> [Excerto selecionado]
--- --- ---
Durante as batalhas travadas pela sua educação, Emma lembra-se de que a mãe não intercedeu em seu favor porque “era assim que sociedade funcionava nesse tempo, ela nunca levantaria a voz em frente do sogro para me defender. Mas acha que hoje eu não levantaria a voz para que os meus filhos tivessem educação? Acha que os meus filhos não levantariam a voz por si mesmos para terem educação? Há mesmo muitas aldeãs que lhe diriam o mesmo… Consideram a educação dos filhos a sua primeira prioridade”.

Justine Uvuza chefiou a divisão dos assuntos jurídicos do Ministério do Género e da Promoção da Família, sendo incumbida, entre outras tarefas, de identificar as leis com conteúdo discriminatório em função do género para serem alteradas ou revogadas. Um dos exemplos era uma lei que proibia as mulheres de trabalharem de noite. Outra lei não só proibia as mulheres de acederem ao corpo diplomático como declarava que uma mulher fazia “parte do património” do homem que se tornava diplomata. Alterações à legislação do Ruanda foram igualmente decididas num Gabinete de Monitorização do Género. No Parlamento, as deputadas exerceram pressão organizada no sentido de aprovar leis contra a violência baseada no género que criminalizassem a violação marital, alterando em 2016 o direito sucessório para permitir que as viúvas sem filhos pudessem herdar os bens do esposo. 

Em grande parte, as mudanças pós-genocídio ocorreram devido à ausência de homens, mas, como afirma a advogada de direitos humanos Alice Karekezi, também “por causa de uma visão política”. As mulheres receberam recompensas por recusarem abrigo a homens, incluindo parentes, que tivessem participado no genocídio, e por testemunharem contra os seus violadores. As políticas públicas pró-femininas, segundo Karekezi, reconheceram igualmente o papel desempenhado pelas mulheres na época pré-colonial, quando os reis do país eram aconselhados pelas mães e quando as mulheres do campo eram o elemento agregador das comunidades, enquanto os homens andavam longe de casa a apascentar os rebanhos. 

Os valores e expectativas do Ruanda relativamente às mulheres, pelo menos no domínio da vida pública, alteraram-se numa só geração. Com mais mulheres como Emma Rubagumya a integrarem os quadros da administração pública, o seu modelo repercutiu-se como inspirador na definição de leis e políticas públicas. Agnes Nyinawumuntu, de 39 anos, preside a uma cooperativa de mulheres cultivadoras de café, com 160 associadas, implantada nas terras altas da região oriental de Kayonza.
--- --- ---
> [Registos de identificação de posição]
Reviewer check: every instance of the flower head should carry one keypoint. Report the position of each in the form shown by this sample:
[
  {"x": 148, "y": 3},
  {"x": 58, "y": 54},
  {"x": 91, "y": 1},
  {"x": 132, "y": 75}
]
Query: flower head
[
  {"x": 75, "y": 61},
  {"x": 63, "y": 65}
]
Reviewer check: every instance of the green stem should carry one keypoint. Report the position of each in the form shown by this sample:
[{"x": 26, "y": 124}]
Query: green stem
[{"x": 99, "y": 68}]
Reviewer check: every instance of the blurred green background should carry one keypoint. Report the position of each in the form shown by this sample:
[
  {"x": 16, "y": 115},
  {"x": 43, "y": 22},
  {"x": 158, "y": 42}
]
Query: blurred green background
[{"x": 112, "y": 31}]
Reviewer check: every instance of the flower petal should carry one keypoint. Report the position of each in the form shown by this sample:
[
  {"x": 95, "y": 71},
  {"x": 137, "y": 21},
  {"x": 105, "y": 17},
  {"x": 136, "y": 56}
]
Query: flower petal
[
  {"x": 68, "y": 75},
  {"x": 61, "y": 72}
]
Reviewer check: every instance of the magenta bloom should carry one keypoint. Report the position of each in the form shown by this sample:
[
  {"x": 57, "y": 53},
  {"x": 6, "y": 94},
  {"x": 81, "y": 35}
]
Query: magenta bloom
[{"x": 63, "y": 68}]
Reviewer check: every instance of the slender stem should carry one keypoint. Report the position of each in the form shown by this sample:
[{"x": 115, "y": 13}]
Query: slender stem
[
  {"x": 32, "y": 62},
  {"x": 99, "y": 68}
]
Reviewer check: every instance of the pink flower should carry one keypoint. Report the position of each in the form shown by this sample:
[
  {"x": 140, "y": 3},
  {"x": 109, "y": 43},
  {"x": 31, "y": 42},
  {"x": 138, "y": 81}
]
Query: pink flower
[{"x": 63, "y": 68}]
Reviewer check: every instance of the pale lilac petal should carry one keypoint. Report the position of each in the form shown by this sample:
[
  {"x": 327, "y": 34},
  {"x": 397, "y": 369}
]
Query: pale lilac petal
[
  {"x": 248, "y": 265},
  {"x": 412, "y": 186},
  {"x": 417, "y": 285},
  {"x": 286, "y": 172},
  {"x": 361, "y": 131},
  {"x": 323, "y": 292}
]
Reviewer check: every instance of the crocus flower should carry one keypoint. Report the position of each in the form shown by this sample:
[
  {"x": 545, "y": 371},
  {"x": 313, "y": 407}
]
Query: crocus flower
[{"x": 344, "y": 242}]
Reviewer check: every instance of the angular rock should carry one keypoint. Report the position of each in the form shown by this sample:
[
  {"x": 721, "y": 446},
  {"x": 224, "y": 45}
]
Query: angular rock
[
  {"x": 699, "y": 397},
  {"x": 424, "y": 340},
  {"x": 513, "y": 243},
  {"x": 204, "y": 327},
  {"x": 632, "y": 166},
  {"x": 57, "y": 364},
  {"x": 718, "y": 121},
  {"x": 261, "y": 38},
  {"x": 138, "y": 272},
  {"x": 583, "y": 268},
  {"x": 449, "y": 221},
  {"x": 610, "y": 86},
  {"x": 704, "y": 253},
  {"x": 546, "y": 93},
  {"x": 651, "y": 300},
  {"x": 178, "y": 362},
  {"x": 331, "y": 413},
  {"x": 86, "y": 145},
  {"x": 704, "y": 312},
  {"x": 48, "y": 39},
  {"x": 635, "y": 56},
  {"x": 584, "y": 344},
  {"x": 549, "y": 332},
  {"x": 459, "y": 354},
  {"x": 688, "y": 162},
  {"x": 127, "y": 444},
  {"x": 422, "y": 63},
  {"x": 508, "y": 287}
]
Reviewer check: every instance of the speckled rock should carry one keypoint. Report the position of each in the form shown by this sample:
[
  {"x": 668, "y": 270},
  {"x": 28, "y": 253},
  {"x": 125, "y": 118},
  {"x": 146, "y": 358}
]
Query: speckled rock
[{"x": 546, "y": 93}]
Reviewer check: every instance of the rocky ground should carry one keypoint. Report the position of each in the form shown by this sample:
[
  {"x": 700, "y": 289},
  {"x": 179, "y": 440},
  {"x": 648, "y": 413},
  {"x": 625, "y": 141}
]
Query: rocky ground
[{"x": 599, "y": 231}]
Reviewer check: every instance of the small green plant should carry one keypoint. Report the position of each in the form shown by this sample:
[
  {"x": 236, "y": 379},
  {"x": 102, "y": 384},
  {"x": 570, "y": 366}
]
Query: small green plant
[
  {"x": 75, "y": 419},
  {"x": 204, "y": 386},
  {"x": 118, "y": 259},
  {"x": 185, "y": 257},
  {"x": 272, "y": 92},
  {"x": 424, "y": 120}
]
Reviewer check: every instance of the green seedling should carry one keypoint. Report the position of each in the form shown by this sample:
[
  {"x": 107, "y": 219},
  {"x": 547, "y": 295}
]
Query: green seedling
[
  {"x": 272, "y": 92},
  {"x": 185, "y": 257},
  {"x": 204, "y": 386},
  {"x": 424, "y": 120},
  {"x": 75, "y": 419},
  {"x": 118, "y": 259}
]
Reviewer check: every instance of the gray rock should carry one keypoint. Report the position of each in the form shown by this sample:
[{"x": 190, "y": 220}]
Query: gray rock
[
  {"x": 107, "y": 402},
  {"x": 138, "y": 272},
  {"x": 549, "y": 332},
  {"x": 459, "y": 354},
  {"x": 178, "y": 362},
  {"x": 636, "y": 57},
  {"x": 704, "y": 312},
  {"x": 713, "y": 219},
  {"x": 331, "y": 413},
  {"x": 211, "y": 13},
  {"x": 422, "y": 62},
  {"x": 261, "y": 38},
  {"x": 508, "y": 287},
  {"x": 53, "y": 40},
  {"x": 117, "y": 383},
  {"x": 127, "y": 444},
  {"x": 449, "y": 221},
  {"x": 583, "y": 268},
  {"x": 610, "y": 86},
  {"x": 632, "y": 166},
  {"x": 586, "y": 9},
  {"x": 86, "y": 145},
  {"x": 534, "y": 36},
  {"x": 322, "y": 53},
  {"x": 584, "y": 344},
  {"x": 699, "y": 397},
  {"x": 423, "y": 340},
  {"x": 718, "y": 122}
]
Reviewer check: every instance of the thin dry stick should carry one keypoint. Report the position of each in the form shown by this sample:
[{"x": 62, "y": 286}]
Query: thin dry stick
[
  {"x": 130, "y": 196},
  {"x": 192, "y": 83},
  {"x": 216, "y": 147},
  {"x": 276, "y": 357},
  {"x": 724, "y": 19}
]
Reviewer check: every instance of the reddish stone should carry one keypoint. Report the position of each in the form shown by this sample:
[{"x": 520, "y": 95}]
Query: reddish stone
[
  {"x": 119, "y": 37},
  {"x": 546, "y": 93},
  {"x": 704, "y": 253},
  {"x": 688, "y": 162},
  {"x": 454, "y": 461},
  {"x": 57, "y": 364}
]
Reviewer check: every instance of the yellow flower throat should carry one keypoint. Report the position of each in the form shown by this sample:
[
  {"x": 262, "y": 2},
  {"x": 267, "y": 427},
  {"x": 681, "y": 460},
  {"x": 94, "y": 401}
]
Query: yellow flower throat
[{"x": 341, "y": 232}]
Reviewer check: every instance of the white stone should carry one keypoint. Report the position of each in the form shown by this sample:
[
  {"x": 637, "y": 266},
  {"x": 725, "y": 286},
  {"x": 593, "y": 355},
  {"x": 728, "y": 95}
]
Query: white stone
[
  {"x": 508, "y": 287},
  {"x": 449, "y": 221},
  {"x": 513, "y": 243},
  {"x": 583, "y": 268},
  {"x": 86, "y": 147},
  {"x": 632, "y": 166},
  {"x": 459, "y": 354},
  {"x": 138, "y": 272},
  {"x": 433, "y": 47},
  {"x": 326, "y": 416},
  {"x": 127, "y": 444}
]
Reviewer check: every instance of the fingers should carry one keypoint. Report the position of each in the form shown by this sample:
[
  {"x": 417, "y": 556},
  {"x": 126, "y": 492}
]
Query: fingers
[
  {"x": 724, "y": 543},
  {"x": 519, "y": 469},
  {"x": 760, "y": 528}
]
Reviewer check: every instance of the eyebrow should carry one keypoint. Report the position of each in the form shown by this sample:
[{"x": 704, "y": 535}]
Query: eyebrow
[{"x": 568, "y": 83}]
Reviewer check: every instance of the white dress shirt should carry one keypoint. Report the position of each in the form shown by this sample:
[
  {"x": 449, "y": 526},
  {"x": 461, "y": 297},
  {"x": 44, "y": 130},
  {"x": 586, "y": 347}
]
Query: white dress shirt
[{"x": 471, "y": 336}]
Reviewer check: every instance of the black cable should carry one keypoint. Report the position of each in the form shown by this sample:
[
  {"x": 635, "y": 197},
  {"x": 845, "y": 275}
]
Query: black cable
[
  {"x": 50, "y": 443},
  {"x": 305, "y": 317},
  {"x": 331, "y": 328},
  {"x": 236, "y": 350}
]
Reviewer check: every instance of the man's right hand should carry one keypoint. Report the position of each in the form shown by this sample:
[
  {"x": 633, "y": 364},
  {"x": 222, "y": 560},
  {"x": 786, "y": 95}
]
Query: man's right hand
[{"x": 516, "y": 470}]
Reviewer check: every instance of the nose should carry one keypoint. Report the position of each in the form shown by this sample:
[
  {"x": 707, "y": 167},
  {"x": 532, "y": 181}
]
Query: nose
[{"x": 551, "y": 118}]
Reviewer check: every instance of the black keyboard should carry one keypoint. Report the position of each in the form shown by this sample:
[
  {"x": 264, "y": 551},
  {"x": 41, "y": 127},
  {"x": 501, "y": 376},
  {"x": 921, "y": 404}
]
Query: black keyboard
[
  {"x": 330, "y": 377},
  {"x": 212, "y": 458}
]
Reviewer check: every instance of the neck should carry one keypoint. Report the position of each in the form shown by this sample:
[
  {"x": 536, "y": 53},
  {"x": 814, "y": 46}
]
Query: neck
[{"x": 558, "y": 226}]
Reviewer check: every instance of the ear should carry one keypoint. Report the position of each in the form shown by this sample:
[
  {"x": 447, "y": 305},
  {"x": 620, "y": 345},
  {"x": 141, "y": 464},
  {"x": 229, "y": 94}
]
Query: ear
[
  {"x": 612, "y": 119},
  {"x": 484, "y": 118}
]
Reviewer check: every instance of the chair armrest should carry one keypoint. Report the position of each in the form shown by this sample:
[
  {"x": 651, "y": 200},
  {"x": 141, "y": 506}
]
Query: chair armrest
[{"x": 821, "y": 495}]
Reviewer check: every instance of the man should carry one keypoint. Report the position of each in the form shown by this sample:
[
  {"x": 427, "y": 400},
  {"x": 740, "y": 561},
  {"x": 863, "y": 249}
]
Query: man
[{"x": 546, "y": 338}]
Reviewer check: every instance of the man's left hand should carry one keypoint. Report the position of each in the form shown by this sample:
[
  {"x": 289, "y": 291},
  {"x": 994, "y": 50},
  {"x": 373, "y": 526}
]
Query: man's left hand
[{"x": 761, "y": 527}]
--- --- ---
> [Conjunto de tarefas]
a - No texto sobre as mulheres no Ruanda, quantas associadas tem a cooperativa de cultivadoras de café presidida por Agnes Nyinawumuntu?
b - Retome o texto sobre as mulheres no Ruanda a partir do ponto em que termina.

> [Respostas por tarefa]
a - A cooperativa tem 160 associadas.

b -
Antes do genocídio, havia uma lista longa de actividades que as mulheres não podiam desempenhar, incluindo o cultivo de café. Ao ver mulheres no Parlamento, ganhou “confiança e orgulho. Eu percebo que, se trabalhar, consigo ir longe. É por isso que algumas de nós se tornaram chefes locais”. O quadro jurídico e político do Ruanda, sensível às questões de género, e o número de mulheres no poder, são impressionantes, mas os dados também ocultam uma verdade mais profunda e desagradável sobre os limites das alterações legislativas.

As mulheres ruandesas não lutaram pelos seus direitos nas ruas: conquistaram-nos através de acção legislativa, na expectativa de que as reformas fossem gradualmente absorvidas pela sociedade e criassem raízes. Porém, nem a deputada Rubagumya, nem Alice Uvuza, a antiga directora da divisão de assuntos jurídicos do Ministério do Género e da Protecção Familiar, acreditam que a sociedade tenha mudado o suficiente para que a quota de 30% reservada às mulheres já não seja necessária para garantir uma presença robusta de mulheres no Parlamento.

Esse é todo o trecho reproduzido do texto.